Work task »
Reproduce all of the data that follows, character for character.

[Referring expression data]
_ _ _

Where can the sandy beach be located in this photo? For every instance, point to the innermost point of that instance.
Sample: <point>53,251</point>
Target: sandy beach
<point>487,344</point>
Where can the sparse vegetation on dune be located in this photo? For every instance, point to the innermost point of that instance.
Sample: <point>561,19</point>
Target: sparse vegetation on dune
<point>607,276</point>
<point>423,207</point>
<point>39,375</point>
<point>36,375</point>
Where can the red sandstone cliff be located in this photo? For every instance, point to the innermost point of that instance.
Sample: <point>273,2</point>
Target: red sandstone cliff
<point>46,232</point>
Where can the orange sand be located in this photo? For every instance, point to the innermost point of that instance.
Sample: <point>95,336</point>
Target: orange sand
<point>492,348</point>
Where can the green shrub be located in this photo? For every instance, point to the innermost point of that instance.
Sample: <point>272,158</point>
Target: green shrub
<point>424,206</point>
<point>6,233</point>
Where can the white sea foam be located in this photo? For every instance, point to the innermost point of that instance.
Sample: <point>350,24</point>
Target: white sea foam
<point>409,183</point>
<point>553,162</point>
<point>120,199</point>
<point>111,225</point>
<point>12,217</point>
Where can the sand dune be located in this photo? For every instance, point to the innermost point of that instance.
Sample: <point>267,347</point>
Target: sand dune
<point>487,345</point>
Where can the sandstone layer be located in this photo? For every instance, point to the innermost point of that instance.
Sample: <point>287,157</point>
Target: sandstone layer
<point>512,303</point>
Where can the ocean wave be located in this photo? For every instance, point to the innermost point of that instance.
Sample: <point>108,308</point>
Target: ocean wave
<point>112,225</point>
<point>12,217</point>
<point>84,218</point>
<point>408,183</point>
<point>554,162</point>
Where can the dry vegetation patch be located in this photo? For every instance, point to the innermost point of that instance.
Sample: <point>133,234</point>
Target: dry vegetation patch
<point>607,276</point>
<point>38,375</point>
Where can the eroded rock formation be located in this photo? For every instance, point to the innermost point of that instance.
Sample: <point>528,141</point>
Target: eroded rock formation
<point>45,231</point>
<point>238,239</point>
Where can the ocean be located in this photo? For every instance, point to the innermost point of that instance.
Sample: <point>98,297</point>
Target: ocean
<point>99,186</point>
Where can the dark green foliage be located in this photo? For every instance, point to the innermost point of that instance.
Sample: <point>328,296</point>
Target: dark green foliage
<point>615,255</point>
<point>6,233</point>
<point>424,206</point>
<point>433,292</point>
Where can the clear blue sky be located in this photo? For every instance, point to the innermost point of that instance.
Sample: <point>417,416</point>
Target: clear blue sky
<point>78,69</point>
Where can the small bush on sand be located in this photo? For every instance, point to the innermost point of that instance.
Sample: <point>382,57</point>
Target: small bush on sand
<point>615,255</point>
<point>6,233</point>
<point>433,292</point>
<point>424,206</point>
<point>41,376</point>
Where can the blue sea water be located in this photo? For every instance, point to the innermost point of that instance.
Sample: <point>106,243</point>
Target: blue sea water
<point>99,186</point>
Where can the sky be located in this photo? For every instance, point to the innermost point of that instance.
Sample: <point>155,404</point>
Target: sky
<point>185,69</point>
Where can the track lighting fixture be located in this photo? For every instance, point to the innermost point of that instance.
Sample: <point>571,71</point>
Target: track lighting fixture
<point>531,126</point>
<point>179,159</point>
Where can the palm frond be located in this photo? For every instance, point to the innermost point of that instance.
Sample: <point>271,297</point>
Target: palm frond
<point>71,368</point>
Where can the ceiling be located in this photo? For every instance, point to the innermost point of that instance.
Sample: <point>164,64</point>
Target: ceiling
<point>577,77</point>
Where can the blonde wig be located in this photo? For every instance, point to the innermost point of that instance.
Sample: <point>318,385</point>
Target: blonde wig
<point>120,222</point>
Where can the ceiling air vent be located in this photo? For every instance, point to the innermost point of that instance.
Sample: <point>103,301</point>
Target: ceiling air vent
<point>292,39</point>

_ _ _

Reply to the exercise »
Where can the sandy beach be located in this photo? For every instance, point to the innermost point of that instance.
Sample: <point>53,251</point>
Target: sandy beach
<point>487,344</point>
Where can the sparse vegetation on dune be located in this photo? For every instance, point to the innermost point of that instance.
Sample: <point>561,19</point>
Target: sparse vegetation on dune
<point>607,276</point>
<point>423,207</point>
<point>39,375</point>
<point>36,375</point>
Where can the red sandstone cliff be located in this photo? For every instance, point to the innermost point of that instance.
Sample: <point>273,2</point>
Target: red sandstone cliff
<point>46,232</point>
Where can the orange sand be located in this photo? For every instance, point to the innermost point of that instance.
Sample: <point>95,336</point>
Target: orange sand
<point>492,348</point>
Where can the green shrub be located in this photo? For every instance, point to the innermost point of that instance.
Sample: <point>272,158</point>
Target: green shrub
<point>424,206</point>
<point>6,233</point>
Where can the white sea foam be located in this photo? For every instance, point to the innermost point of that instance.
Sample: <point>350,24</point>
Target: white sea foam
<point>409,183</point>
<point>553,162</point>
<point>120,199</point>
<point>111,225</point>
<point>12,217</point>
Where can the sand dune be located in this photo? For every instance, point to the innermost point of that instance.
Sample: <point>267,347</point>
Target: sand dune
<point>487,345</point>
Where can the sandstone layer be located in this photo? For every instance, point to the innermost point of that instance.
Sample: <point>287,157</point>
Target: sandstone layer
<point>512,303</point>
Where can the ocean wave be located in this photo? For every instance, point to the innermost point of that instance.
Sample: <point>108,308</point>
Target: ocean wave
<point>112,225</point>
<point>12,217</point>
<point>84,218</point>
<point>408,183</point>
<point>554,162</point>
Where can the dry vegetation patch be located in this photo? For every instance, point to the innermost point of that instance.
Sample: <point>133,234</point>
Target: dry vegetation patch
<point>607,276</point>
<point>38,375</point>
Where can the eroded rock formation be located in this photo? For every instance, point to the innermost point of that instance.
Sample: <point>528,141</point>
Target: eroded rock formation
<point>45,231</point>
<point>238,239</point>
Where can the ocean be located in this photo? For every instance, point to the innermost point of that instance.
Sample: <point>98,297</point>
Target: ocean
<point>99,186</point>
Where can the dark green foliage be located in this photo? For every instance, point to the innermost point of that instance.
Sample: <point>328,296</point>
Target: dark green foliage
<point>615,255</point>
<point>6,233</point>
<point>424,206</point>
<point>433,292</point>
Where can the clear blue sky be located in this photo? For every instance, point to the innermost point of that instance.
Sample: <point>417,416</point>
Target: clear blue sky
<point>78,69</point>
Where can the small bush on sand be located in this photo? For every instance, point to the innermost point of that instance.
Sample: <point>382,57</point>
Target: small bush on sand
<point>615,255</point>
<point>6,233</point>
<point>433,292</point>
<point>424,206</point>
<point>41,376</point>
Where can the blue sea water be located in this photo? For every instance, point to the innermost point of that instance.
Sample: <point>106,243</point>
Target: blue sea water
<point>99,186</point>
Where can the sky be located in this photo? For every instance, point to the innermost point of that instance.
Sample: <point>155,404</point>
Target: sky
<point>185,69</point>
Where can the track lighting fixture be located in this photo? For every instance, point to the innermost point of that instance.
Sample: <point>571,71</point>
Target: track lighting fixture
<point>531,126</point>
<point>179,159</point>
Where can the palm frond be located in this photo? For every instance, point to the innermost point of that instance.
Sample: <point>271,297</point>
Target: palm frond
<point>71,368</point>
Where can the ceiling be located in this photo? For every instance, point to the innermost point of that instance.
Sample: <point>164,64</point>
Target: ceiling
<point>577,77</point>
Where can the blonde wig be located in this photo? For every instance, point to the innermost point of that instance.
Sample: <point>318,385</point>
Target: blonde wig
<point>120,222</point>
Where can the ceiling air vent be located in this photo? For every instance, point to the innermost point of that instance.
Sample: <point>103,301</point>
Target: ceiling air vent
<point>292,39</point>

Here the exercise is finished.